| Saved entries |
"""

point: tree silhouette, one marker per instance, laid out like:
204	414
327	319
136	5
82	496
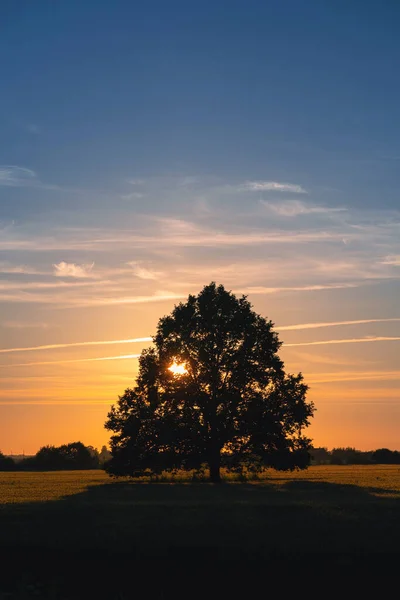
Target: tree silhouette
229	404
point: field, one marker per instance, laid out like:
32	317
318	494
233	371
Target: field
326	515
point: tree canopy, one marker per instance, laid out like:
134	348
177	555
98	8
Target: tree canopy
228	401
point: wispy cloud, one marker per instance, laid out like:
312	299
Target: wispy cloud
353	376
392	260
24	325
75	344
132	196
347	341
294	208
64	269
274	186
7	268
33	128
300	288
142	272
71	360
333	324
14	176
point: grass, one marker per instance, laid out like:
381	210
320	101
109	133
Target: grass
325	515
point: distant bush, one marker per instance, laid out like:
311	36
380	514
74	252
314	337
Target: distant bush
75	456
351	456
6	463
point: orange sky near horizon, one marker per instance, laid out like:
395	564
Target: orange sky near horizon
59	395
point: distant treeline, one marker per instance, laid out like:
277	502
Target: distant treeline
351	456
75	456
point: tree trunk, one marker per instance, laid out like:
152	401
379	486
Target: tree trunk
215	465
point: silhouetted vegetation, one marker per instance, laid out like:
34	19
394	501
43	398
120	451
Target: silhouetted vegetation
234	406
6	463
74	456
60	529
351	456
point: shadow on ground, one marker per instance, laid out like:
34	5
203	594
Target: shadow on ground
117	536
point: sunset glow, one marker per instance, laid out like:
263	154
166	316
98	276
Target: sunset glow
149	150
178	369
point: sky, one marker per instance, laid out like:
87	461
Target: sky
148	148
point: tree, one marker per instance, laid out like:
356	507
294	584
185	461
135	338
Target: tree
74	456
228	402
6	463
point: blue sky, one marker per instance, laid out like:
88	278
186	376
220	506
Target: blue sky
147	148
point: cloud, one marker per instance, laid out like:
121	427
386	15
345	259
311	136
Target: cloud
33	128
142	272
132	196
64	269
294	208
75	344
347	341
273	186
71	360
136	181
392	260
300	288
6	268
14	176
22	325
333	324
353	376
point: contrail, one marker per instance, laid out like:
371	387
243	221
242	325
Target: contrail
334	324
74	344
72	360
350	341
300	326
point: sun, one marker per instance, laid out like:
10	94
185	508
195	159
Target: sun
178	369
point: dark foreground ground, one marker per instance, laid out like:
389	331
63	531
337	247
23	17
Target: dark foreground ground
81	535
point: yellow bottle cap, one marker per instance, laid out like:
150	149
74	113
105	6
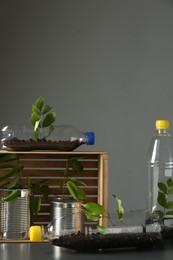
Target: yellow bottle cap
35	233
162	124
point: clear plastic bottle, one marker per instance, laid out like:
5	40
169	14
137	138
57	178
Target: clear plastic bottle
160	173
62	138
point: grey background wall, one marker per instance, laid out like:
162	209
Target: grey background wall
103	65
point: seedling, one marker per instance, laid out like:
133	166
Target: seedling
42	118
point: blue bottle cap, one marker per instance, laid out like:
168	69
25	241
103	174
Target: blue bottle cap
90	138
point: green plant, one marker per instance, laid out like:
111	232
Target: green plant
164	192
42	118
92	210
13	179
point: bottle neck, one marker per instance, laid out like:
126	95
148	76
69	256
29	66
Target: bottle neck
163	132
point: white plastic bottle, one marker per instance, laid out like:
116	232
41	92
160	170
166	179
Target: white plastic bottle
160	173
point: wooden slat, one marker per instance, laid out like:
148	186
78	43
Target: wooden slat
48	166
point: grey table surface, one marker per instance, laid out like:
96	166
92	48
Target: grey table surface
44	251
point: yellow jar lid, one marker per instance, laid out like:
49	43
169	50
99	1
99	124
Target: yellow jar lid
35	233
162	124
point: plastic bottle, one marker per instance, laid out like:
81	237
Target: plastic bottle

"""
"""

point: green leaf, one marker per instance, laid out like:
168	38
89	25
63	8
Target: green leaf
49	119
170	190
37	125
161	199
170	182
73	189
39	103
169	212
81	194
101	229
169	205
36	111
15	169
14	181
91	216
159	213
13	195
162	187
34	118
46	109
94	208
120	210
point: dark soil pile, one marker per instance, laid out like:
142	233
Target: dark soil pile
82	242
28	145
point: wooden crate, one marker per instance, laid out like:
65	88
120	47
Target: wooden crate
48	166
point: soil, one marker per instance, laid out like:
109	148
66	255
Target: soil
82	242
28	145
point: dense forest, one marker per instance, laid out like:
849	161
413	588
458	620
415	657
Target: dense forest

"""

| Work instruction |
Considering only the data above, return the lines in which "forest" occurs.

| Solved exercise |
point: dense forest, one marker per instance, laid out like:
Target: dense forest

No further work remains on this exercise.